--- START ---

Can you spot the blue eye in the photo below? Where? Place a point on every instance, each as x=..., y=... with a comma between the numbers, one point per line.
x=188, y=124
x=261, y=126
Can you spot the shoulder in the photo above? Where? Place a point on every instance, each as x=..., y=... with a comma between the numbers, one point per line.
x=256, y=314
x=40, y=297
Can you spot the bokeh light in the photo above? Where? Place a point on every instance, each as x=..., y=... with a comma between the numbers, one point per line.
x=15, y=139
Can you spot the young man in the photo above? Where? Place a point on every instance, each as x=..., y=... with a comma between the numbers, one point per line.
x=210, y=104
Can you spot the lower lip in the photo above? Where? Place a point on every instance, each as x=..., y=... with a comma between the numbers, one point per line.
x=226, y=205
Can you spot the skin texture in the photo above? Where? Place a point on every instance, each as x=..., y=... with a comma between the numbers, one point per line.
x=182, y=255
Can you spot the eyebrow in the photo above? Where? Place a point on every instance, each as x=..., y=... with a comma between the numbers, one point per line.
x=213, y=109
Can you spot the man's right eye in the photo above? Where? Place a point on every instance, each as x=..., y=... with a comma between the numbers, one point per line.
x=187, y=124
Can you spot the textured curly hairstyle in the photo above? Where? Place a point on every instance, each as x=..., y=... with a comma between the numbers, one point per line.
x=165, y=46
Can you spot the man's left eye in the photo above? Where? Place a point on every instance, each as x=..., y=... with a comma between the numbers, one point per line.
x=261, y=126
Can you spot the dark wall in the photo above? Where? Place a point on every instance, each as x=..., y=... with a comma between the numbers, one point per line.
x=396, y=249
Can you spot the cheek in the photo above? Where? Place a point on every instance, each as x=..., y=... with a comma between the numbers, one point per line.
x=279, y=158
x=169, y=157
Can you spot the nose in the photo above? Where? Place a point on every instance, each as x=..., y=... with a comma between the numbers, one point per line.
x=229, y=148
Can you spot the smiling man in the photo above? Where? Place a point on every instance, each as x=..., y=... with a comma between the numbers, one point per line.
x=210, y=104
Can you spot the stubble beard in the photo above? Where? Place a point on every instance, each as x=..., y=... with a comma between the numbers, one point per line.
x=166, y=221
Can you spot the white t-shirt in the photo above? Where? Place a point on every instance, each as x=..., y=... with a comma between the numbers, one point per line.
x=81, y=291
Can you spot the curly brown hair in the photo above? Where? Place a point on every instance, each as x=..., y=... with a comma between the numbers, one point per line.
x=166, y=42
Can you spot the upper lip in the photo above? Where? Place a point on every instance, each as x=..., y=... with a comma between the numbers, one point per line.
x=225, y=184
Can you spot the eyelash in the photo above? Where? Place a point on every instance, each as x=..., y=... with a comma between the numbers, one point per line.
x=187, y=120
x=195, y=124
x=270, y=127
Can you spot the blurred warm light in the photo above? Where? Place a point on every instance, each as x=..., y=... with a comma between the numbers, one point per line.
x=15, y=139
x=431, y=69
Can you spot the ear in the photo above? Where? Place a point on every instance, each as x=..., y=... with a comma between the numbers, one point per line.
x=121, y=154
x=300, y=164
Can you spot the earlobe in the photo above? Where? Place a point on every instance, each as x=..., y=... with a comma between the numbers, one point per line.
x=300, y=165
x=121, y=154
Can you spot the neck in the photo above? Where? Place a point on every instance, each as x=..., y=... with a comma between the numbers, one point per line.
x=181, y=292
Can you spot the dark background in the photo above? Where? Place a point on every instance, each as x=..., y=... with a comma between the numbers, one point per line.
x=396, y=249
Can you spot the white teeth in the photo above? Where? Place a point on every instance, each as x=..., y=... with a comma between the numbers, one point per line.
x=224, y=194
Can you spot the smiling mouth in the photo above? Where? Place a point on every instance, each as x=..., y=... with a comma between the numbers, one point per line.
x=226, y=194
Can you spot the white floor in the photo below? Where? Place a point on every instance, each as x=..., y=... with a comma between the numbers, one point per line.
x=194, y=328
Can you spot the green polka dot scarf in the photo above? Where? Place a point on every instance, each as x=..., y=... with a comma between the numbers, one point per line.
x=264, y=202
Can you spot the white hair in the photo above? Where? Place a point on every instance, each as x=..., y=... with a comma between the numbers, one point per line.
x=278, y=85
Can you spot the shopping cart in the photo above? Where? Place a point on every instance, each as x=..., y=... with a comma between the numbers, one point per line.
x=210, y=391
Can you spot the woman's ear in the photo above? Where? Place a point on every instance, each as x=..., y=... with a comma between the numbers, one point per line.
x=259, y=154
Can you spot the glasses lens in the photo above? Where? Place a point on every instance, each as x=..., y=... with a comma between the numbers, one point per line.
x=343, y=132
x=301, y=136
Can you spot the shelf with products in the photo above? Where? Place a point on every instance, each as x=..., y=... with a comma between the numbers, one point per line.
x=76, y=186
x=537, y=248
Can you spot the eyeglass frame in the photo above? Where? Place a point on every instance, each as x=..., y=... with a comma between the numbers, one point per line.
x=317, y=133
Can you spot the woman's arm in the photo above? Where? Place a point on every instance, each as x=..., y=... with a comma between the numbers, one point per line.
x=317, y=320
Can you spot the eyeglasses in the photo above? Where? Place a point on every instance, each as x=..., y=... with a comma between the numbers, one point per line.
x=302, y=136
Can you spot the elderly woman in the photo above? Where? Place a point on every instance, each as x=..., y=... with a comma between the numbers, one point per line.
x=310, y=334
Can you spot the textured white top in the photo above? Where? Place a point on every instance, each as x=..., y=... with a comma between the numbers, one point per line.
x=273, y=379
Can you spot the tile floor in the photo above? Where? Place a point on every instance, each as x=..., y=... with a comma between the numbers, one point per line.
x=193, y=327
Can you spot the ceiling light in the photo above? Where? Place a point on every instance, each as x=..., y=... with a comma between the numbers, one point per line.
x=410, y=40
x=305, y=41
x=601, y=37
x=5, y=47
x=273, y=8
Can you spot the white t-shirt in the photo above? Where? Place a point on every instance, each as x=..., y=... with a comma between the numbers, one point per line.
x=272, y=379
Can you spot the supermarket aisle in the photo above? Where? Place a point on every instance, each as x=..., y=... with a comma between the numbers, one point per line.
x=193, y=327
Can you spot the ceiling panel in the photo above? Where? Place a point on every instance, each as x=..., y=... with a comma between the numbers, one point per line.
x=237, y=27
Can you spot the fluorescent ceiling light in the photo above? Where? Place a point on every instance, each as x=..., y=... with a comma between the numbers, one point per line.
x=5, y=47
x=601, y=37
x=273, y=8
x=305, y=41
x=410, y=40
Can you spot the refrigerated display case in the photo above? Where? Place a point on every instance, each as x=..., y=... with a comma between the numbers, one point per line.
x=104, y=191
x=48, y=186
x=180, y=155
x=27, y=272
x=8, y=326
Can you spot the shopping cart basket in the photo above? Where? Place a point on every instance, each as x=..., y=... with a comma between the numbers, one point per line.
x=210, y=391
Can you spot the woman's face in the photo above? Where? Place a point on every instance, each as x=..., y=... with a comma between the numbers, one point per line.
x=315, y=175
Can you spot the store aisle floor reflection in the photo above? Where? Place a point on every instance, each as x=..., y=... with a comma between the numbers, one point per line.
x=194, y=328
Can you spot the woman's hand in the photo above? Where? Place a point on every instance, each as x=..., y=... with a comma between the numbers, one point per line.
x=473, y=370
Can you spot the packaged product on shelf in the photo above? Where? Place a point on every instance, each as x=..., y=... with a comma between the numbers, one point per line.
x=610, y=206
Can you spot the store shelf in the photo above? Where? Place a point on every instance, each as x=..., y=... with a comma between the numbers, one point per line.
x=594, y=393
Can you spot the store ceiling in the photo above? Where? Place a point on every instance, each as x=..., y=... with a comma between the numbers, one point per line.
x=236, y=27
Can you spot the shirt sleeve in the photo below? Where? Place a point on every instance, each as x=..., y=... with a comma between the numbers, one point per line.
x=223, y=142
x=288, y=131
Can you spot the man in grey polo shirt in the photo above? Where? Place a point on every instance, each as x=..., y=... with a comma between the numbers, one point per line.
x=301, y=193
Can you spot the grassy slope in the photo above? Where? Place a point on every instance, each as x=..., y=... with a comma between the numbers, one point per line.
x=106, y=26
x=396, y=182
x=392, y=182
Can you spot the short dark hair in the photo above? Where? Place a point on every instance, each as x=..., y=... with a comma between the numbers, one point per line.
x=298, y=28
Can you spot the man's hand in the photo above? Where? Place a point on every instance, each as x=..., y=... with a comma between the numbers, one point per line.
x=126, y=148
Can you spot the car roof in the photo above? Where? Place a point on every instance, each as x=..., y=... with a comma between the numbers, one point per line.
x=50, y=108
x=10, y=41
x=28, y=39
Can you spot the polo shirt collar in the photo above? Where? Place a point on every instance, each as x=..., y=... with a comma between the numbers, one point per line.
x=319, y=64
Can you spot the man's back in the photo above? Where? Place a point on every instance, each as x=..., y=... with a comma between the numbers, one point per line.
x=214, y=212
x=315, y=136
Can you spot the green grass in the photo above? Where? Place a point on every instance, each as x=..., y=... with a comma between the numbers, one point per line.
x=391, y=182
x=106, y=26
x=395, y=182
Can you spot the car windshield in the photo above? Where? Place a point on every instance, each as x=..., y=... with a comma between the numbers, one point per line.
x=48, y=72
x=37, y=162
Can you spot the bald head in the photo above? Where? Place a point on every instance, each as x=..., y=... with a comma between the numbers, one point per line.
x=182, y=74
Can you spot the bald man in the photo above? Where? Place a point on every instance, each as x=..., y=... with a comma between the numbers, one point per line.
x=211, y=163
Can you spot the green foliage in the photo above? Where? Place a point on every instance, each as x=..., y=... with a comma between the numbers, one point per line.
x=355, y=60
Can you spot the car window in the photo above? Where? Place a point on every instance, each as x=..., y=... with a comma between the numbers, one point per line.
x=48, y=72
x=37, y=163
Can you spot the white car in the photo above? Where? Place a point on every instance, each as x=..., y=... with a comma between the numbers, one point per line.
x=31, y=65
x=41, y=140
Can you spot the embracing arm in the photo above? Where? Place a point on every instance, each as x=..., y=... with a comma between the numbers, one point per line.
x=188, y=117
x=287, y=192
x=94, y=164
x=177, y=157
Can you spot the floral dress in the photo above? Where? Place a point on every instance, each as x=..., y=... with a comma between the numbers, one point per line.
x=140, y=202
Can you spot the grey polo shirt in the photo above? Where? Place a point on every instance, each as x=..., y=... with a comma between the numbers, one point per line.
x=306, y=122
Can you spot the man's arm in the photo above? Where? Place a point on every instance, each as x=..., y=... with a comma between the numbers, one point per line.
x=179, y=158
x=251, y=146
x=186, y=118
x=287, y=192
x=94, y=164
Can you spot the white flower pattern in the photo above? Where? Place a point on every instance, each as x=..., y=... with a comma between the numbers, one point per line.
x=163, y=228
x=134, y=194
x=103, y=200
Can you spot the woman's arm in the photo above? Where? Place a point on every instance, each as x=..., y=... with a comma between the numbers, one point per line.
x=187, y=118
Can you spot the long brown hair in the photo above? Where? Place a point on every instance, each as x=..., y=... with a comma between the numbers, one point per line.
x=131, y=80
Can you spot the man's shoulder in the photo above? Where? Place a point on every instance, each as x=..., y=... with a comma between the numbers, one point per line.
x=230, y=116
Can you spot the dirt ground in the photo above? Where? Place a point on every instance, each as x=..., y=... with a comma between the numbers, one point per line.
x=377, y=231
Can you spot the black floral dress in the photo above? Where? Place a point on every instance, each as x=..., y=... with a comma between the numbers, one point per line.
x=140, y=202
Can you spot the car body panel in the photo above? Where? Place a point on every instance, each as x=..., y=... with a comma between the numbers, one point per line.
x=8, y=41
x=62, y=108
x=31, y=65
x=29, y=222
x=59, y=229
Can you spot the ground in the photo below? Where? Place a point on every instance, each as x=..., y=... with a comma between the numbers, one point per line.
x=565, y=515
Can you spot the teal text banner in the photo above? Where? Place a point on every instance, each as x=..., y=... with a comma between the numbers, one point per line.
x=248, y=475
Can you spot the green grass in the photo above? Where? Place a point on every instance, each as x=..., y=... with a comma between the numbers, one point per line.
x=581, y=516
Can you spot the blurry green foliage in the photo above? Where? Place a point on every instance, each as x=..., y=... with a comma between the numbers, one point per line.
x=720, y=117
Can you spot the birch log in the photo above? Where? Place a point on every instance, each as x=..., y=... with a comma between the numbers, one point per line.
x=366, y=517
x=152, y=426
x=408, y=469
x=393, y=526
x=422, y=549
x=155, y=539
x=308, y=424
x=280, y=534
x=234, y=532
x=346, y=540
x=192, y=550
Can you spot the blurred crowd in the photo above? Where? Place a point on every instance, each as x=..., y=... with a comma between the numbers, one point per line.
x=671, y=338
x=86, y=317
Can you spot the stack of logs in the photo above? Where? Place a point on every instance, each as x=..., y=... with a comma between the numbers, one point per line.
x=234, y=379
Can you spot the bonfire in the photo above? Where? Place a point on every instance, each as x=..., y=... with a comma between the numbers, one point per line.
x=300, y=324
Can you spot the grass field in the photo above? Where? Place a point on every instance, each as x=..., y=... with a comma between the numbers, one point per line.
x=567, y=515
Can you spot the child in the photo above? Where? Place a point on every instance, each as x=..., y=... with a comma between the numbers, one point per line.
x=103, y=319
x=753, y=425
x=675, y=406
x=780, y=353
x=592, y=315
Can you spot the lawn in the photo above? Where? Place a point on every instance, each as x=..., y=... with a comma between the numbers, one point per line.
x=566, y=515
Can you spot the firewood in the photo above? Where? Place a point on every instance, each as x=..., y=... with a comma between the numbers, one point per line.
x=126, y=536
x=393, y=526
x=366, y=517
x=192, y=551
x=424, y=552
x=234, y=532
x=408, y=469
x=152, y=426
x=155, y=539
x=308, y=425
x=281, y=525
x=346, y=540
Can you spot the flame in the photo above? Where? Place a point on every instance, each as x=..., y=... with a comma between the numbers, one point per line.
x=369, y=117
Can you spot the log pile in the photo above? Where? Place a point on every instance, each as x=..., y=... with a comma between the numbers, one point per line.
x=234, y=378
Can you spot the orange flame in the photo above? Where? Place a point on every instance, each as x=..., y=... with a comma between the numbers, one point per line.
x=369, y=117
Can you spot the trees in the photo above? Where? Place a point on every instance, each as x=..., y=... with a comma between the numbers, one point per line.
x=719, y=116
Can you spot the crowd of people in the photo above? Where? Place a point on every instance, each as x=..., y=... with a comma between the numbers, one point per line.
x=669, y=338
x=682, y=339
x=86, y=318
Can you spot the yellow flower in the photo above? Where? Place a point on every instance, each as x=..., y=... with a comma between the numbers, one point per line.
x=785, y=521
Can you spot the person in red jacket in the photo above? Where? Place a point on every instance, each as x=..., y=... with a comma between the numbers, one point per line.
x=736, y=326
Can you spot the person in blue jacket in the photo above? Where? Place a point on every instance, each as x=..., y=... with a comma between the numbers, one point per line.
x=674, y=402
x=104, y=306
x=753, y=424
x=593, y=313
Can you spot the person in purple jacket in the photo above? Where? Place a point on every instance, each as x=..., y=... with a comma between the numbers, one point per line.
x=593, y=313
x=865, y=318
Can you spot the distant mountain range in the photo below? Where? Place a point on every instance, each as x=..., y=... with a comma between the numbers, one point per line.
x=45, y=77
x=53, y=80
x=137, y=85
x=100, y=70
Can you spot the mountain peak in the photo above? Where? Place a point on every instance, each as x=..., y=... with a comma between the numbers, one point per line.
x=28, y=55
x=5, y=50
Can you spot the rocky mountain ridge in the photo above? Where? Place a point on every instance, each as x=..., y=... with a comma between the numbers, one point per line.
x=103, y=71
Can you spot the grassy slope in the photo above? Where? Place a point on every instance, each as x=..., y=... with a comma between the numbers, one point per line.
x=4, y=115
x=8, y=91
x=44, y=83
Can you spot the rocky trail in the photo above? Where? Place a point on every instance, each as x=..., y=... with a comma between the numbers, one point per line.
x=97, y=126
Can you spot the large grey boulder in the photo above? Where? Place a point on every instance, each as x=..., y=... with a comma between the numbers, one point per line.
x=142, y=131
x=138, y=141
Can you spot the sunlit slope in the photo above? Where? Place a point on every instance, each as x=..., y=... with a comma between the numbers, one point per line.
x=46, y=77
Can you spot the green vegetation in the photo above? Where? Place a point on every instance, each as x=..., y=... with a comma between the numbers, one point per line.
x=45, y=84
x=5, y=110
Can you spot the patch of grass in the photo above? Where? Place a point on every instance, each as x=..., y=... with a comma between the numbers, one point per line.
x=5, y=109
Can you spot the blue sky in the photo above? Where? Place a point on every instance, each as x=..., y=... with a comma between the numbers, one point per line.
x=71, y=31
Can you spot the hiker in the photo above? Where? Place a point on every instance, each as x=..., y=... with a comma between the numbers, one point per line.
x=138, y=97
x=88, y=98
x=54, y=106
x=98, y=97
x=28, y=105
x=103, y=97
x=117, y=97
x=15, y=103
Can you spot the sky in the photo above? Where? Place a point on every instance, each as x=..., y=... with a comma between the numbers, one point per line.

--- END ---

## [STATED GOAL]
Give the lines of the material above, from its first line through the line with "x=187, y=124" (both included), as a JSON list of strings with one string per line and blank lines left out.

## [SOLVED EXERCISE]
[
  "Can you spot the blue eye in the photo below? Where? Place a point on every instance, each as x=..., y=... with a comma between the numbers, one point per line.",
  "x=188, y=124",
  "x=261, y=126",
  "Can you spot the shoulder in the photo above? Where? Place a point on every instance, each as x=..., y=... with a comma between the numbers, one point per line.",
  "x=256, y=314",
  "x=40, y=297",
  "Can you spot the bokeh light in the photo above? Where? Place a point on every instance, each as x=..., y=... with a comma between the numbers, one point per line.",
  "x=15, y=139",
  "Can you spot the young man in the photo above? Where? Place a point on every instance, each as x=..., y=... with a comma between the numbers, one point per line.",
  "x=210, y=104",
  "Can you spot the lower lip in the photo above? Where? Place a point on every instance, each as x=..., y=... with a comma between the numbers, one point per line.",
  "x=226, y=205",
  "Can you spot the skin texture in the photo above? Where? Place a point on every instance, each as x=..., y=... with a comma between the numbers, one point per line.",
  "x=182, y=255",
  "Can you spot the eyebrow in the photo above? Where? Place a point on every instance, each as x=..., y=... with a comma between the numbers, one point per line.",
  "x=213, y=109",
  "Can you spot the man's right eye in the photo above? Where? Place a point on every instance, each as x=..., y=... with a comma between the numbers, one point per line.",
  "x=187, y=124"
]